**Brief A:** In the Ops Janitor review, why is todos.json called unreliable as a source of truth? Answer in one to three sentences.
**Brief B:** Extend the Ops Janitor review past its final line.

**Excerpted text:**
□ □ □

Ops Janitor — Review

What it is

  • Kubernetes cluster janitorial automation: stale Job/CRD cleanup, task-queue hygiene, prune-of-done/cancelled accumulations.
  • Migrated scope from hermes-infra project.

Current state

  • t-001 (stale-job sweep): DONE — scanned 76 jobs across namespaces (52 Complete, 19 Failed, ~10 Running). Identified stale failed jobs but did not apply any cleanup yet.
  • t-002 (prune done/ tasks): TODO — not started.
  • t-003 (seed index.md): DONE.
  • todos.json out of sync with index.md: todos still show status: todo and owner: hermes; t-001 should be marked done in JSON too.

Gaps / Risks

  • Stale jobs identified but not cleaned up — cluster cruising with 52 Complete + 19 Failed Jobs consuming etcd space.
  • No recurring cadence defined (one-off sweep, no CronJob/scheduler).
  • todos.json drifts from actual progress — unreliable as source of truth.

□ □ □

(Source records)

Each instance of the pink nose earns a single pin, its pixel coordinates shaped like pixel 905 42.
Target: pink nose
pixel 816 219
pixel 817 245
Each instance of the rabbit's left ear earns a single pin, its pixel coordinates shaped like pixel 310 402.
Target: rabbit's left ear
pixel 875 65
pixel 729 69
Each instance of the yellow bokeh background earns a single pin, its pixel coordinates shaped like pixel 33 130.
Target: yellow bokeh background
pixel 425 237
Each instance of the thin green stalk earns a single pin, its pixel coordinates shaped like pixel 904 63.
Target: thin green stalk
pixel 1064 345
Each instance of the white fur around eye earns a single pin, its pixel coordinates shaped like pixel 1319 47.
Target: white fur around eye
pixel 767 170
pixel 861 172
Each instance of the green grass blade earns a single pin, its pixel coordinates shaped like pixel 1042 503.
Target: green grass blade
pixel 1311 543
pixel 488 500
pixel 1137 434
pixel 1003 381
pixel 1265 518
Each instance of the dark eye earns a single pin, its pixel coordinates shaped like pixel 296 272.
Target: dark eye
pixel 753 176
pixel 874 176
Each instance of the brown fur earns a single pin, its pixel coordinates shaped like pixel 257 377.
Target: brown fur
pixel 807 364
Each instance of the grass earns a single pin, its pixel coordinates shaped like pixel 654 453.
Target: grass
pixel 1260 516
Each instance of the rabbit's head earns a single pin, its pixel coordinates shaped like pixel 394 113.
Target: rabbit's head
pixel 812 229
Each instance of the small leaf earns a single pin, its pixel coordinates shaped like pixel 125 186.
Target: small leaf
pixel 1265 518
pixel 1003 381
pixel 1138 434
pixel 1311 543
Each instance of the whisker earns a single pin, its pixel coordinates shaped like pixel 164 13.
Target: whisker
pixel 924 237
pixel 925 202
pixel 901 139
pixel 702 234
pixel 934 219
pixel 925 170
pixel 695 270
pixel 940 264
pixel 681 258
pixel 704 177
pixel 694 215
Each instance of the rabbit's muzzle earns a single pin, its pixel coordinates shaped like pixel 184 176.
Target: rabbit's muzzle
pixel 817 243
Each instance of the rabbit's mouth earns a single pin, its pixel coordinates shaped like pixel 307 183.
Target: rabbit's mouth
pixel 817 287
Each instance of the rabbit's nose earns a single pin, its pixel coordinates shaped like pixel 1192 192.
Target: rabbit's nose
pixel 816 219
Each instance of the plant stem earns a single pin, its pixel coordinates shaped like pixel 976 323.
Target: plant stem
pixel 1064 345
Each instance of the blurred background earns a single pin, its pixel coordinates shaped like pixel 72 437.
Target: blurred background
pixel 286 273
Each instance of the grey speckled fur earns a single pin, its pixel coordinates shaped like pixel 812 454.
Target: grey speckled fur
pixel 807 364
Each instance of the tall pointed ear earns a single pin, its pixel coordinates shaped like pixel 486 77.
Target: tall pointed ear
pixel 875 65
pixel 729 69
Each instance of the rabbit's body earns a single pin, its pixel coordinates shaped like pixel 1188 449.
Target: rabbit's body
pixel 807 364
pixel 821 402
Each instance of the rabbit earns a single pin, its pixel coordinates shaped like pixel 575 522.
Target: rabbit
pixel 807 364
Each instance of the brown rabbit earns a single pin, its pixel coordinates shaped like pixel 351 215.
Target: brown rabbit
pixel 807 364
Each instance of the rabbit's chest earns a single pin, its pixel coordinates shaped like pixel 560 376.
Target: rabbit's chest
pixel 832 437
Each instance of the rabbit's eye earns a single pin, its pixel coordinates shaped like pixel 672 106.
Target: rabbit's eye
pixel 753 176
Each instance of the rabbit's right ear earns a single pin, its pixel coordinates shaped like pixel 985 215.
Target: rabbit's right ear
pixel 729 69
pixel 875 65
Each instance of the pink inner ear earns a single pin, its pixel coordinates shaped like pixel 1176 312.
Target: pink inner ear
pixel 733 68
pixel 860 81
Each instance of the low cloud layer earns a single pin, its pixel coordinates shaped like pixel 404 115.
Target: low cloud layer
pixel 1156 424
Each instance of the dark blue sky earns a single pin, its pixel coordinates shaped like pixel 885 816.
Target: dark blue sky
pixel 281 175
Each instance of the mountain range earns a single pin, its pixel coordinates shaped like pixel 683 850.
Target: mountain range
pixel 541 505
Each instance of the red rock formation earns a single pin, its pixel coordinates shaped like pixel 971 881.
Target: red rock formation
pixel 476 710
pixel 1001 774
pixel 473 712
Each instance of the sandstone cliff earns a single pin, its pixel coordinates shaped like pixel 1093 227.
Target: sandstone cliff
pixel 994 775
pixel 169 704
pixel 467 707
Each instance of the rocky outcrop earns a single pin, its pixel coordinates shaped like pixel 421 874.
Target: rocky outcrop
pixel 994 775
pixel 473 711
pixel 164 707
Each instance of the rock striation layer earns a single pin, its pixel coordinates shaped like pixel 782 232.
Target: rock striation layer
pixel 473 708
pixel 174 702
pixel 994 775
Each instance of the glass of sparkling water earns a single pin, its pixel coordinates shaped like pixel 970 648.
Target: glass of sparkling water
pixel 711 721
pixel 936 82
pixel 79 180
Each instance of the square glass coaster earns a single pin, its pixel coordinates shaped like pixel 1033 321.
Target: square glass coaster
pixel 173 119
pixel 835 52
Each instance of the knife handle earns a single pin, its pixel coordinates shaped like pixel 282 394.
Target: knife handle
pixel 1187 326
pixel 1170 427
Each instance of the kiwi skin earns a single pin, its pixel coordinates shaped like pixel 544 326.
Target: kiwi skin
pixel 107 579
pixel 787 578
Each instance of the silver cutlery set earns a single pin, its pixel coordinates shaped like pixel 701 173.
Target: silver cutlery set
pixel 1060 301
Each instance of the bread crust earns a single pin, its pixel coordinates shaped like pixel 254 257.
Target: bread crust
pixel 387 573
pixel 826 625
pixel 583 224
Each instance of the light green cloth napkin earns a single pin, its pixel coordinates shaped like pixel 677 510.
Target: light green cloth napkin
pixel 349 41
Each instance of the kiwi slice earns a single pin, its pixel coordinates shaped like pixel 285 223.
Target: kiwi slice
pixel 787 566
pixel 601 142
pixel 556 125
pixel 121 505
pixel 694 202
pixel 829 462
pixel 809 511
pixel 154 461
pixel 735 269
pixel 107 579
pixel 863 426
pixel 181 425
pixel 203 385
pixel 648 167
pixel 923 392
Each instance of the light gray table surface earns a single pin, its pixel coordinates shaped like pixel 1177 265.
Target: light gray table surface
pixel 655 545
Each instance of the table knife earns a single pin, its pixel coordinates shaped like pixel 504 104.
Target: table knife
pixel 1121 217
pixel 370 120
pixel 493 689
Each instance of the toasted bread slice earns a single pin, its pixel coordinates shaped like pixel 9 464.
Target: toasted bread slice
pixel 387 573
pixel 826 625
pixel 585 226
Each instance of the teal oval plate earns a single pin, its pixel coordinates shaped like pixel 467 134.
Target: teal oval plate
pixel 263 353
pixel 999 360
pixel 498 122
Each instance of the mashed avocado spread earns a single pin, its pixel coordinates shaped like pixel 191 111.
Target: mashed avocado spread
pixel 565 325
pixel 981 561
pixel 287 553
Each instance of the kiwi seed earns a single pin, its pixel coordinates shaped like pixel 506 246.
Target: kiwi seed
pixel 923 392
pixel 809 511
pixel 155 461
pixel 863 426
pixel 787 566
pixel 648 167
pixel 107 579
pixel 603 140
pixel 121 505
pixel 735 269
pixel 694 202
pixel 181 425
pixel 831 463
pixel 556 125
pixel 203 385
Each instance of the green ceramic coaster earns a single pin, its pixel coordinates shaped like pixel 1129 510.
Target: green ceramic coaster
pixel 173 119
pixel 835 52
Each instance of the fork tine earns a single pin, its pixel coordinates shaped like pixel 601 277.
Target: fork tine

□ □ □

**Exercise result A:** The review says todos.json drifts from actual progress. Its todos still show status: todo and owner: hermes, even though index.md records t-001 as done.

**Exercise result B:**
  • All tasks owned by “hermes” (now obsolete); need owner split across apollo/mercury/metis per policy.
  • No dry-run or approval gate documented before deletion.
  1. Fix data integrity first — sync todos.json to reflect actual done state, correct owners.
  2. Execute remaining sweep — apply cleanup with dry-run output reviewed by pvs.
  3. Automate — turn stale-job sweep into a scheduled CronJob with safe thresholds (age > N days, status filter).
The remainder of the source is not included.